Import Command Line Options

This section summarizes the command line options available with the mlcp import command. The following command line options define your connection to MarkLogic:

Option	Description
`-host comma-list`	Required. A comma-separated list of hosts through which mlcp can connect to the destination MarkLogic Server. You must specify at least one host. For more details, see How mlcp Uses the Host List.
`-password string`	Password for the MarkLogic Server user specified with `-username`. Required, unless using Kerberos authentication.
`-port number`	Port number of the destination MarkLogic Server. There should be an XDBC App Server on this port. Default: 8000.
`-username string`	MarkLogic Server user with which to import documents. Required, unless using Kerberos authentication.

The following table lists command line options that define the characteristics of the import operation:

Option	Description
`-aggregate_record_element string`	When splitting an aggregate input file into multiple documents, the name of the element to use as the output document root. Default: The first child element under the root element.
`-aggregate_record_namespace string`	The namespace of the element specified by `-aggregate_record_element_name`. Default: No namespace.
`-aggregate_uri_id string`	Deprecated. Use `-uri_id` instead. When splitting an aggregate input file into multiple documents, the element or attribute name within the document root to use as the document URI. Default: In local mode, `hashcode-seqnum`, where the hashcode is derived from the split number; in distribute mode, `taskid-seqnum`.

======

## [Objectives]
[A] Output the mlcp import options page from "The following table" up to and including "the root element.".
[B] Pick up the mlcp import options page right after its last line and carry on writing it.

## [Provided data]
======

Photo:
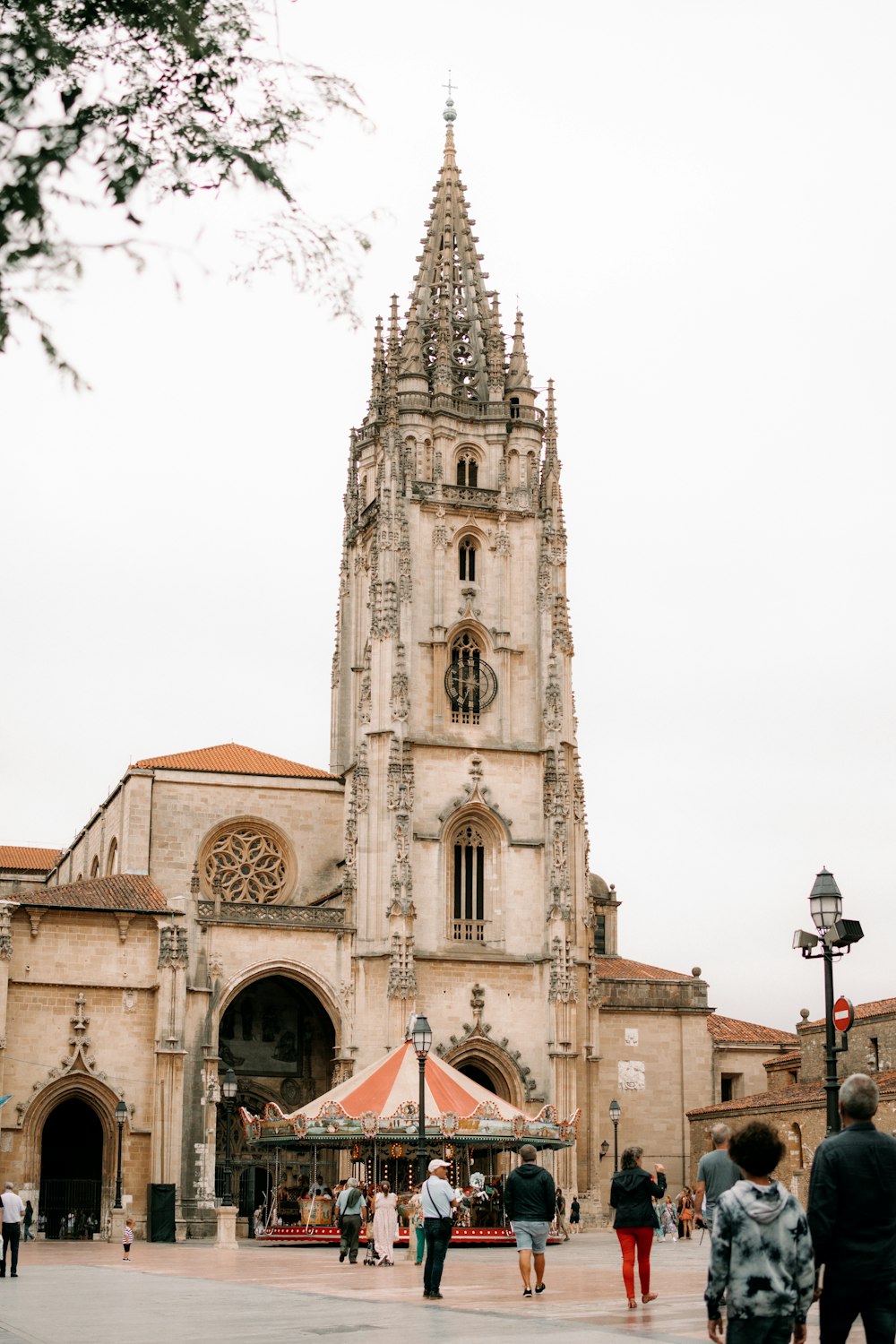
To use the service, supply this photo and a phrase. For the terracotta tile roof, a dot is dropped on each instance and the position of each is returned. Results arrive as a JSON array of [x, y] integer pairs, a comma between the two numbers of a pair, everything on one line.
[[793, 1056], [231, 758], [27, 859], [732, 1031], [619, 968], [786, 1098], [125, 892], [876, 1008]]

======

## [Responses per task]
[A]
The following table lists command line options that define the characteristics of the import operation:

Option	Description
`-aggregate_record_element string`	When splitting an aggregate input file into multiple documents, the name of the element to use as the output document root. Default: The first child element under the root element.

[B]
`-api_key string` [v11.1.0 and up]	User API Key unique to each MarkLogic Cloud user for obtaining session token. Required along with `-base_path` when connecting to MarkLogic Cloud. See Connecting mlcp to MarkLogic Cloud.
`-archive_metadata_optional boolean`	When importing documents from a database archive, whether or not to ignore missing metadata files. If this is `false` and the archive contains no metadata, an error occurs. Default: `false`.
`-base_path string` [v11.1.0 and up]	A base URL that maps to a port on the destination MarkLogic server when connecting through a reverse proxy.
`-batch_size number`	The number of documents to process in a single request to MarkLogic Server. Default: 100. Maximum: 200.
`-collection_filter comma-list`	A comma-separated list of collection URIs. Only usable with `-input_file_type forest`. mlcp extracts only documents in these collections. This option can be combined with other filter options. Default: Import all documents.
`-content_encoding string`	The character encoding of input documents when `-input_file_type` is `documents`, `aggregates`, `delimited_text`, or `rdf`. The option value must be a character set name accepted by your JVM; see `java.nio.charset.Charset`. Default: `UTF-8`. Set to `system` to use the platform default encoding for the host on which mlcp runs.
`-copy_collections boolean`	When importing documents from an archive, whether to copy document collections from the source archive to the destination. Only applies when `-input_file_type` is `archive` or `forest`. Default: true.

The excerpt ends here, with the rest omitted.